**Task set**.
a) In the football season article, on what date did John Houlding form Liverpool F.C.?
b) Repeat word for word the part of the football season article that opens with "The 1891–92 season" and closes with "and Lincoln City.".

**Document excerpt**.

The 1891–92 season was the 21st season of competitive football in England.

Events

Three new clubs joined the Football Alliance, following the expansion of the Football League to 14 teams, and the defection of Sunderland Albion to the Northern League. These new teams were Ardwick (later Manchester City), Burton Swifts and Lincoln City.

Everton left Anfield on 15 March 1892 after a dispute with the stadium's landlord, John Houlding. Everton moved into a new stadium at nearby Goodison Park, while Houlding formed a new football club—Liverpool F.C.—on 30 March 1892, to play at Anfield.

Preston North End set a new league record by winning 13 consecutive matches up to March 1892. A month later Sunderland equalled the record when they won their 13th successive game. The record of 13 consecutive wins in a single season stood for 125 years until broken by Manchester City in 2017.

Aston Villa recorded their biggest ever victory, defeating Accrington 12-2 on 12 March 1892.

National team
In the 1892 British Home Championship, for the third (and final) time England played matches against Wales and Ireland on the same day, 5 March 1892, winning both by a 2–0 margin.

**Record set**.
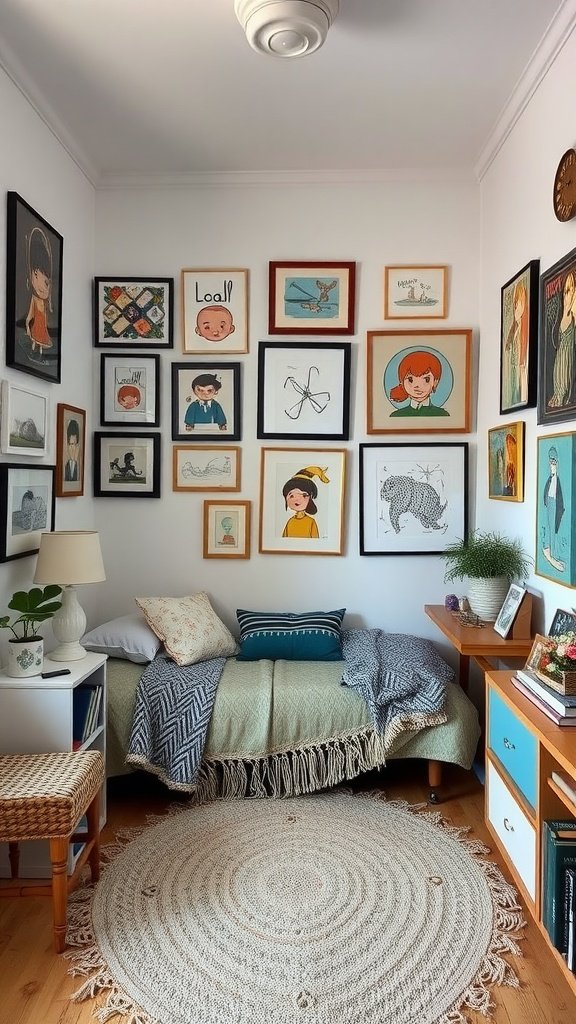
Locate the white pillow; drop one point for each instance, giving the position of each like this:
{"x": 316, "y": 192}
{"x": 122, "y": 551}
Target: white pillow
{"x": 128, "y": 637}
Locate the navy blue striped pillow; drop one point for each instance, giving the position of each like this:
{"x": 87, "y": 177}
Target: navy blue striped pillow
{"x": 312, "y": 636}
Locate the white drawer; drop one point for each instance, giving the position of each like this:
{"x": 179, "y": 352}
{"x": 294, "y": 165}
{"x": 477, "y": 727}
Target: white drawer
{"x": 513, "y": 829}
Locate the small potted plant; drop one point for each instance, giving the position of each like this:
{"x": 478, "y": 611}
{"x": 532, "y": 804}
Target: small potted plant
{"x": 26, "y": 648}
{"x": 490, "y": 562}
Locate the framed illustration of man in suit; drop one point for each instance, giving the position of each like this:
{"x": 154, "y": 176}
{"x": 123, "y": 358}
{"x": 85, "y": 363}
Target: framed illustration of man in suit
{"x": 71, "y": 448}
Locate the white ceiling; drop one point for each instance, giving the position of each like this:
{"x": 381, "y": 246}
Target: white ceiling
{"x": 156, "y": 88}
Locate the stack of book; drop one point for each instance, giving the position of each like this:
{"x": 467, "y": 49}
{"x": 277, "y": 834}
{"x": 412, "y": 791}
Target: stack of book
{"x": 557, "y": 707}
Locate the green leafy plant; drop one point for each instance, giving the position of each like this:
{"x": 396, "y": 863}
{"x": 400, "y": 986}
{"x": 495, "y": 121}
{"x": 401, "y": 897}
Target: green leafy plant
{"x": 486, "y": 555}
{"x": 35, "y": 606}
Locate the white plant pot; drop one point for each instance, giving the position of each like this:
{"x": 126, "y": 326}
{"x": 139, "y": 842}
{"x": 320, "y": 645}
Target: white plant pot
{"x": 487, "y": 596}
{"x": 25, "y": 657}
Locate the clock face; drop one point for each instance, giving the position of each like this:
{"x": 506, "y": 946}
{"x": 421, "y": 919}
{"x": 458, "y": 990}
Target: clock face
{"x": 564, "y": 197}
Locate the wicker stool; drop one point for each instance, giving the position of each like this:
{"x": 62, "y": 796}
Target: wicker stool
{"x": 43, "y": 797}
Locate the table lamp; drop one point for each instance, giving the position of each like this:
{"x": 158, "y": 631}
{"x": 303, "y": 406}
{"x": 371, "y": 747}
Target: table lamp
{"x": 69, "y": 558}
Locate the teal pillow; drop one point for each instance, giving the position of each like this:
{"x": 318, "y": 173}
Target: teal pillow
{"x": 313, "y": 636}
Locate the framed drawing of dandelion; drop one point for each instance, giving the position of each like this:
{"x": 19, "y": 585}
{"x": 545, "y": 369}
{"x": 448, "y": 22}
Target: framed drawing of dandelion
{"x": 303, "y": 390}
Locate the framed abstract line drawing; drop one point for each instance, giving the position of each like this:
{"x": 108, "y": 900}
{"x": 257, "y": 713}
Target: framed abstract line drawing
{"x": 413, "y": 498}
{"x": 214, "y": 310}
{"x": 312, "y": 298}
{"x": 206, "y": 401}
{"x": 303, "y": 390}
{"x": 126, "y": 465}
{"x": 519, "y": 339}
{"x": 34, "y": 283}
{"x": 199, "y": 467}
{"x": 505, "y": 462}
{"x": 556, "y": 482}
{"x": 415, "y": 292}
{"x": 557, "y": 374}
{"x": 301, "y": 501}
{"x": 71, "y": 451}
{"x": 129, "y": 389}
{"x": 27, "y": 508}
{"x": 418, "y": 381}
{"x": 227, "y": 529}
{"x": 134, "y": 310}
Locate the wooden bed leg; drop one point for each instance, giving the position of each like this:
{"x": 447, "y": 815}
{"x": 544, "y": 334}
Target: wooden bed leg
{"x": 435, "y": 780}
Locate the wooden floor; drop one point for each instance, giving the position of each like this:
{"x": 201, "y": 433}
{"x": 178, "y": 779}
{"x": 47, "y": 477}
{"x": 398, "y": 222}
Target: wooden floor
{"x": 35, "y": 987}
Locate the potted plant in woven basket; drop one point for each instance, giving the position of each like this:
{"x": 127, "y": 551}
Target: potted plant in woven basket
{"x": 490, "y": 562}
{"x": 26, "y": 647}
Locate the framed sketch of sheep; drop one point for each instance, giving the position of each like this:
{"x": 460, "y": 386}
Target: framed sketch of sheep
{"x": 413, "y": 498}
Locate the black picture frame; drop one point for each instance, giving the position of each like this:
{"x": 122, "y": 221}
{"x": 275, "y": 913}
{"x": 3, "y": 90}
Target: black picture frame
{"x": 557, "y": 376}
{"x": 132, "y": 461}
{"x": 303, "y": 390}
{"x": 227, "y": 406}
{"x": 519, "y": 339}
{"x": 27, "y": 508}
{"x": 33, "y": 294}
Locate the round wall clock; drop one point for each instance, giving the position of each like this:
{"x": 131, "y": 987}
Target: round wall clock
{"x": 564, "y": 197}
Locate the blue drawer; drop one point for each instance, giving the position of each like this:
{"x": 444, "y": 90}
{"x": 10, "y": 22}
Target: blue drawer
{"x": 515, "y": 747}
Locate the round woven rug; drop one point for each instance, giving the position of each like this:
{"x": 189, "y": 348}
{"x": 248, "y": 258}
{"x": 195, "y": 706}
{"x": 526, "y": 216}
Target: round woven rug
{"x": 333, "y": 908}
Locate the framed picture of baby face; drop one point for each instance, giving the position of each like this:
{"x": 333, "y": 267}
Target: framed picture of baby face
{"x": 214, "y": 310}
{"x": 205, "y": 401}
{"x": 418, "y": 381}
{"x": 34, "y": 281}
{"x": 301, "y": 501}
{"x": 71, "y": 451}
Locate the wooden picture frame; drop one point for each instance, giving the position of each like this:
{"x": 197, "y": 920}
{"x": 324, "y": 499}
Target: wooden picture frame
{"x": 413, "y": 498}
{"x": 309, "y": 297}
{"x": 557, "y": 393}
{"x": 435, "y": 365}
{"x": 129, "y": 389}
{"x": 303, "y": 390}
{"x": 126, "y": 465}
{"x": 194, "y": 384}
{"x": 505, "y": 462}
{"x": 416, "y": 292}
{"x": 301, "y": 501}
{"x": 214, "y": 310}
{"x": 227, "y": 529}
{"x": 519, "y": 339}
{"x": 134, "y": 311}
{"x": 27, "y": 508}
{"x": 199, "y": 467}
{"x": 34, "y": 285}
{"x": 71, "y": 451}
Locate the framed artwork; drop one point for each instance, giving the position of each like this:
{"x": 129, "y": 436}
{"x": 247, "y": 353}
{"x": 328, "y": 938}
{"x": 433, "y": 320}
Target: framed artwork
{"x": 312, "y": 298}
{"x": 556, "y": 476}
{"x": 303, "y": 390}
{"x": 214, "y": 310}
{"x": 415, "y": 292}
{"x": 301, "y": 501}
{"x": 199, "y": 467}
{"x": 126, "y": 465}
{"x": 129, "y": 389}
{"x": 557, "y": 375}
{"x": 413, "y": 498}
{"x": 509, "y": 609}
{"x": 71, "y": 451}
{"x": 206, "y": 401}
{"x": 505, "y": 462}
{"x": 25, "y": 420}
{"x": 227, "y": 529}
{"x": 134, "y": 310}
{"x": 27, "y": 508}
{"x": 34, "y": 281}
{"x": 418, "y": 381}
{"x": 519, "y": 339}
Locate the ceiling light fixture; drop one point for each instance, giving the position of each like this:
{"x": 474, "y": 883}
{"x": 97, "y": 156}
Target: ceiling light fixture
{"x": 286, "y": 28}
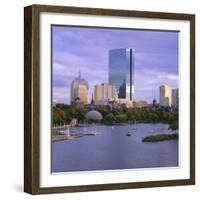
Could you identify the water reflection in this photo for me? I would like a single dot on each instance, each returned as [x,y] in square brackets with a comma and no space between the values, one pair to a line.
[112,149]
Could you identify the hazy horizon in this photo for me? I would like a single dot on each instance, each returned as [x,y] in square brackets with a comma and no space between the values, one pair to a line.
[86,50]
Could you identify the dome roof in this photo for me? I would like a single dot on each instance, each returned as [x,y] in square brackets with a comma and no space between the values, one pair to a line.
[95,115]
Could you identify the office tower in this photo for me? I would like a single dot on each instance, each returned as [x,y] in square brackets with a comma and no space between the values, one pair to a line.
[175,97]
[165,95]
[102,93]
[121,72]
[79,89]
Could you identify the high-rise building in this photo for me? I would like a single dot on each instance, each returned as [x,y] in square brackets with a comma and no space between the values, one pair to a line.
[165,95]
[79,89]
[102,93]
[121,72]
[175,97]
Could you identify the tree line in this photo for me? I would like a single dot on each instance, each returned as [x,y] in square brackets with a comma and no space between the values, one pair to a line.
[64,113]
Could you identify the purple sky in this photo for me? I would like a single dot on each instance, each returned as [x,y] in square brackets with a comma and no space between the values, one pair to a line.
[86,50]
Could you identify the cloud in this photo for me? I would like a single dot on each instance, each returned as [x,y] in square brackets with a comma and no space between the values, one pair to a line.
[86,50]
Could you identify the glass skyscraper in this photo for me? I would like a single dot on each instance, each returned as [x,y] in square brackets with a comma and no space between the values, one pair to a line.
[121,72]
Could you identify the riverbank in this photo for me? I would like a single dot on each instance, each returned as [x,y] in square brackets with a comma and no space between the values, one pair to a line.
[160,137]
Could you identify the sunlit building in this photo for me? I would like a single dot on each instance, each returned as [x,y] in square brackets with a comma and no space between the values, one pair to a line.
[79,90]
[121,72]
[140,104]
[102,93]
[175,97]
[165,96]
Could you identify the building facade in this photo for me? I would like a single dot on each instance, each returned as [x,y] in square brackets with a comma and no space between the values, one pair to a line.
[121,72]
[79,89]
[175,97]
[102,93]
[165,96]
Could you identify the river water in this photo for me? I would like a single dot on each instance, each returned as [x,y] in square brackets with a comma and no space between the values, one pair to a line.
[112,149]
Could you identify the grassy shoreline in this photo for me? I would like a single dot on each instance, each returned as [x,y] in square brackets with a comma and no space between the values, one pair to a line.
[160,137]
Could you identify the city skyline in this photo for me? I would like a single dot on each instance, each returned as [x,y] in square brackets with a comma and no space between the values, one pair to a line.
[86,50]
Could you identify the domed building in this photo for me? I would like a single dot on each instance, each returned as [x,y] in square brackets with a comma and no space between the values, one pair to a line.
[79,89]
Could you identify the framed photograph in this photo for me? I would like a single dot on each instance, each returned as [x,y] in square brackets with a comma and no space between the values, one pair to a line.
[109,99]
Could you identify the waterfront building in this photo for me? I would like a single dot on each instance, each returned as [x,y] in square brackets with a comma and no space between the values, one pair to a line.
[175,97]
[165,96]
[102,93]
[140,104]
[121,72]
[79,89]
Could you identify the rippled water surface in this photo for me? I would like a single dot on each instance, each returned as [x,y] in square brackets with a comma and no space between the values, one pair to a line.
[112,149]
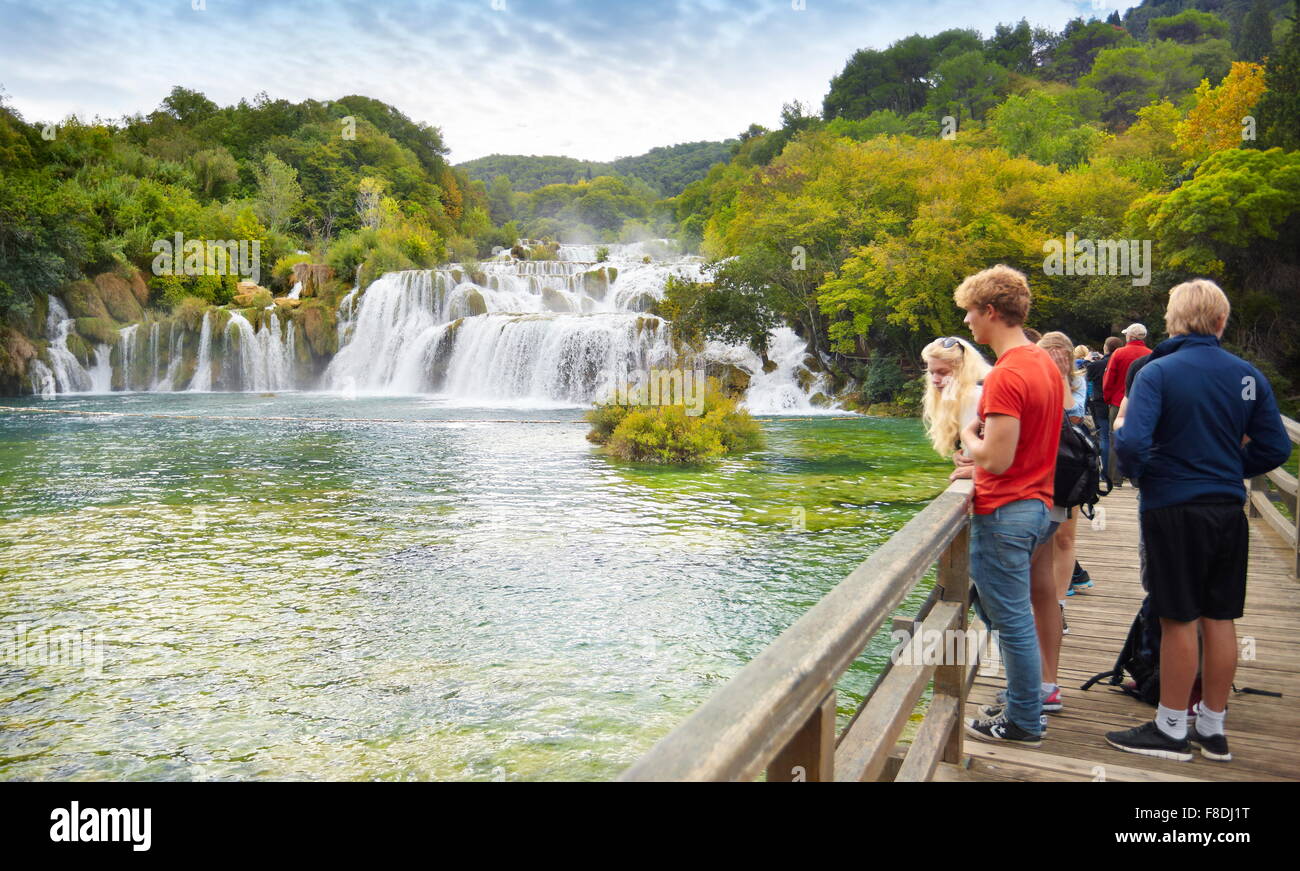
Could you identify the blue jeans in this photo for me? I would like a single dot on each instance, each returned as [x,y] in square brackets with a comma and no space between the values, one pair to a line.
[1002,542]
[1103,423]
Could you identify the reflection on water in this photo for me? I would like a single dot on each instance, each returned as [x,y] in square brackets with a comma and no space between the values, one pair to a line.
[310,599]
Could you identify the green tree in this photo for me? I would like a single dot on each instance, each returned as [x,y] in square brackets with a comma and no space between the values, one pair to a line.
[1188,26]
[1279,107]
[215,169]
[1256,39]
[967,86]
[278,191]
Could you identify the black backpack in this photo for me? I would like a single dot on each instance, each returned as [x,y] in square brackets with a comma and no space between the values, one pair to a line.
[1140,659]
[1080,473]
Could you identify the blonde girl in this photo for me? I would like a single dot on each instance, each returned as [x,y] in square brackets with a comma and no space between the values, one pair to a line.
[954,369]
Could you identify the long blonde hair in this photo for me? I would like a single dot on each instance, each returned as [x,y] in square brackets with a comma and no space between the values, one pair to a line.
[941,408]
[1058,341]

**Task-by-task results**.
a) 30 March 1892

b)
The 1891–92 season was the 21st season of competitive football in England.

Events

Three new clubs joined the Football Alliance, following the expansion of the Football League to 14 teams, and the defection of Sunderland Albion to the Northern League. These new teams were Ardwick (later Manchester City), Burton Swifts and Lincoln City.